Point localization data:
Segment Open

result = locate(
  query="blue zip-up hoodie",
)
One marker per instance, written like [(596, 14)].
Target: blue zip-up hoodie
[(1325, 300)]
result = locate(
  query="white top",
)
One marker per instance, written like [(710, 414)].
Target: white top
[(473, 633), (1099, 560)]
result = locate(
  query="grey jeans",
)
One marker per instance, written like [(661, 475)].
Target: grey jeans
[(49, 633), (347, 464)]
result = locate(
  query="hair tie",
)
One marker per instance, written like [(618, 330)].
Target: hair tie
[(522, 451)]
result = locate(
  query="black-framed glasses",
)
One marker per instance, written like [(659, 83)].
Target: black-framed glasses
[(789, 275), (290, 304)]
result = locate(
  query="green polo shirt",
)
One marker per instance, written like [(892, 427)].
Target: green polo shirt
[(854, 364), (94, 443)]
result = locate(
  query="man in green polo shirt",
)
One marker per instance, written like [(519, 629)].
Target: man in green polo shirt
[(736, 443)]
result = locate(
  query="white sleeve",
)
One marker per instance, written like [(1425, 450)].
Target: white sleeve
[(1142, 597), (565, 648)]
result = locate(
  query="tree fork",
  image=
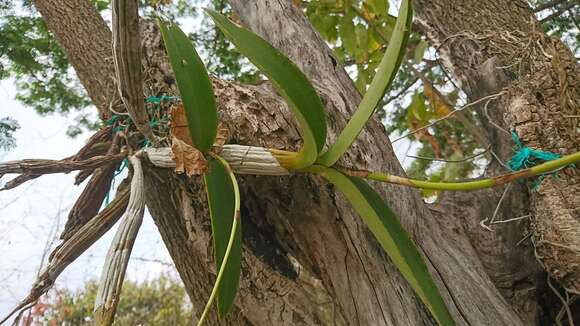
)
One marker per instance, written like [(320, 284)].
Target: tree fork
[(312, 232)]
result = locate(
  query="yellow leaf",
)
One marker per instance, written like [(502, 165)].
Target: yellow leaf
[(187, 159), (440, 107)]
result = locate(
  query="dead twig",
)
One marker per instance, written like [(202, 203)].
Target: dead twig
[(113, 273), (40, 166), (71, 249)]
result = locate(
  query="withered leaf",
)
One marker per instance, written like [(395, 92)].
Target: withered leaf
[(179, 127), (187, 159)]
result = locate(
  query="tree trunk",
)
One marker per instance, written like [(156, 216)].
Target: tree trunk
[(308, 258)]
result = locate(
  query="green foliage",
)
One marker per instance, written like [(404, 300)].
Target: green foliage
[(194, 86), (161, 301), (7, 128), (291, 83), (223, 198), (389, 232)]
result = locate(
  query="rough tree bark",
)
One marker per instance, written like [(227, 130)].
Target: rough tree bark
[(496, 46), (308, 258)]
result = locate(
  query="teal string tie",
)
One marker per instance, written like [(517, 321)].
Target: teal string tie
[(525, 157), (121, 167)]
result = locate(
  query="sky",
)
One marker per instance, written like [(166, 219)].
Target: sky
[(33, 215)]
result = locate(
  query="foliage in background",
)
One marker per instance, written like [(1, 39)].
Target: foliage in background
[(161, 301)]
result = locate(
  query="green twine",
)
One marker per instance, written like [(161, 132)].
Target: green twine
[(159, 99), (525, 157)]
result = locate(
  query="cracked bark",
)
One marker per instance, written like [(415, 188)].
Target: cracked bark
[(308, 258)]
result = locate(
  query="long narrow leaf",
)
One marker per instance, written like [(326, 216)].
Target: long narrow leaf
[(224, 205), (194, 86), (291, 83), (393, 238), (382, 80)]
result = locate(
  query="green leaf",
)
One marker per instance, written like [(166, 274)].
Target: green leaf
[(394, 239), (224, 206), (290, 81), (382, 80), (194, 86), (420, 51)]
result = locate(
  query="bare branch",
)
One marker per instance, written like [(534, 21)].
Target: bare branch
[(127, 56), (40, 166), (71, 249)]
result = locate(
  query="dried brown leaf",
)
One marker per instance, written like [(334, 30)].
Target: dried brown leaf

Segment Closed

TASK ITEM: Return the records above verbatim, leaving out images.

FINISHED TASK:
result = locate(
  query="blue zip-up hoodie",
)
One marker per instance, written like [(596, 14)].
Target: blue zip-up hoodie
[(1325, 300)]
result = locate(
  query="white top",
)
One marker per instance, written like [(710, 414)].
Target: white top
[(473, 633), (1099, 560)]
result = locate(
  query="grey jeans",
)
One marker per instance, written like [(661, 475)].
Target: grey jeans
[(49, 633), (347, 464)]
result = locate(
  query="hair tie",
)
One marker per instance, written like [(618, 330)].
Target: hair tie
[(522, 451)]
result = locate(
  query="black-framed glasses",
)
One marker per instance, written like [(659, 83)].
Target: black-framed glasses
[(789, 275), (290, 304)]
result = locate(
  query="green polo shirt",
)
One marker per instance, written like [(892, 427)].
Target: green polo shirt
[(854, 364), (94, 443)]
result = locate(
  query="man in green polo shirt",
)
One marker per instance, written like [(519, 629)].
Target: man in green polo shirt
[(736, 443)]
result = locate(
  query="white sleeve",
)
One marker per instance, written like [(1425, 450)].
Target: white sleeve
[(1142, 597), (565, 648)]
result = locate(
  query="tree fork",
  image=
)
One marker per instance, written like [(320, 284)].
Target: tree fork
[(312, 232)]
result = locate(
  query="yellow leaf",
)
One marker per instance, written like [(502, 165)].
Target: yellow leaf
[(187, 159), (440, 107)]
result = locate(
  query="dead twig",
)
One marker per instance, written like [(202, 203)].
Target: dead twig
[(113, 273), (40, 166), (71, 249)]
result = locate(
  query="withered leaf",
)
One marker per instance, written like [(395, 92)].
Target: withered leaf
[(179, 127), (187, 159)]
result = locate(
  query="tree trunk",
)
One marker per instance, written like [(156, 216)].
Target: tree trunk
[(308, 258)]
result = locate(
  query="green foliage",
)
One marker per instance, written like [(404, 300)].
Target: green foliage
[(194, 86), (161, 301), (7, 128), (291, 83), (223, 198), (389, 232)]
result = locate(
  query="rough tree bark",
)
One marker per instance, written like [(227, 130)].
Target: rough tree bark
[(496, 46), (308, 258)]
result = locate(
  query="teal string tie",
)
One marker per instance, written like [(517, 321)].
Target: teal string tie
[(525, 157), (121, 167)]
result = locate(
  query="sky",
)
One marker per instance, written like [(166, 219)].
Target: sky
[(33, 215)]
result = locate(
  query="foliage in background",
)
One marker per instance, written like [(1, 39)].
Target: foliage in background
[(161, 301)]
result = locate(
  query="green twine",
)
One marker per instance, written like [(161, 132)].
Target: green twine
[(159, 99), (525, 157)]
result = locate(
  query="cracked bark",
)
One marker per instance, written like [(415, 188)].
Target: cracked bark
[(308, 258)]
result = locate(
  query="long narrow leaf",
)
One marker per instance, written like [(326, 216)].
Target: long narrow leaf
[(224, 205), (194, 86), (291, 83), (393, 238), (382, 80)]
result = locate(
  query="green leaf",
)
One marker per instance, written like [(166, 274)].
Target: green leaf
[(394, 239), (224, 206), (290, 81), (382, 80), (194, 86), (420, 51)]
result = locate(
  query="bare branch",
)
One marker per instance, written like [(534, 21)].
Target: bare branch
[(127, 56), (40, 166), (71, 249)]
result = locate(
  query="dried brown leaf",
)
One marker per instance, written like [(334, 30)].
Target: dried brown leaf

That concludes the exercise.